* Given exercise A
According to the passage on Boswell, why are his descriptions of Johnson's appearance, clothes and walk admirable?

* Quoted text

With this statement we may heartily agree; but all that it really says is that Boswell had opportunities, and acquired a faculty, for recording. He had, besides, a quite remarkable faculty of acute observation. POWERS OF OBSERVATION All that he says of Johnson's appearance, his clothes, his walk, that truly horrible paragraph about his nails and knuckles, is admirable, because he tells us in a few words exactly what is most characteristic. The event of his first visit to Dr. Johnson was naturally an occasion for Boswell to describe his hero:

His brown suit of clothes looked very rusty; he had on a little old shrivelled unpowdered wig, which was too small for his head; his shirt-neck and knees of his breeches were loose; his black worsted stockings ill drawn up; and he had a pair of unbuckled shoes by way of slippers.

That is all! And what more or what less could anyone want? In the 'Tour to the Hebrides' it is recorded that

He wore ... a very wide brown cloth great-coat, with pockets which might have almost held the two volumes of his folio 'Dictionary'; and he carried in his hand a large English oak stick.

What a difference it makes to our knowledge of Johnson that we know these details! Boswell compels us to see Johnson. Plenty of men would have noticed what he noticed, but few would have presented it so vividly. Boswell's superiority depends upon his powers as an observer; he saw things clear and strong, and so they are clear and strong for his readers.

* Data extract
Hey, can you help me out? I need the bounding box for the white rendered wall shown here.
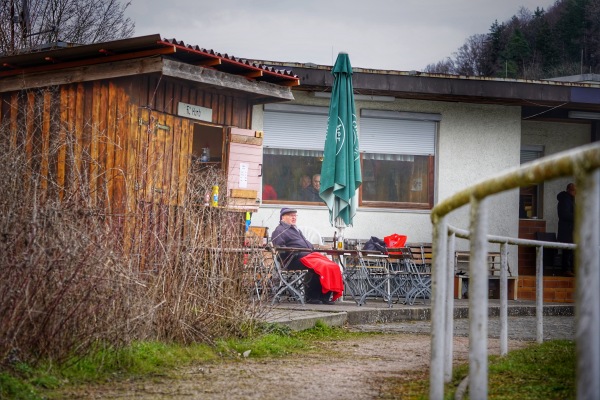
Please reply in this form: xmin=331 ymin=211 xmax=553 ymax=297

...

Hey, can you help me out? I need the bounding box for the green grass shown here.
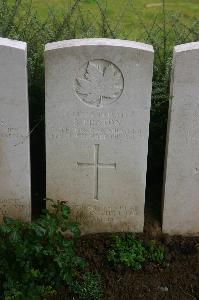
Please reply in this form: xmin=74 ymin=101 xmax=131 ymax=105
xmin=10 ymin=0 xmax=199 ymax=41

* Given exercise B
Retype the records starting at the line that contains "wall shown here." and ending at the line that contains "Please reply in this form: xmin=331", keeping both of those lines. Leave the picture out of your answer.

* Worked solution A
They are admirable because Boswell tells us in a few words exactly what is most characteristic of Johnson.

* Worked solution B
Hey, can you help me out? I need the bounding box for the white rendered wall shown here.
Please reply in this form: xmin=331 ymin=211 xmax=553 ymax=297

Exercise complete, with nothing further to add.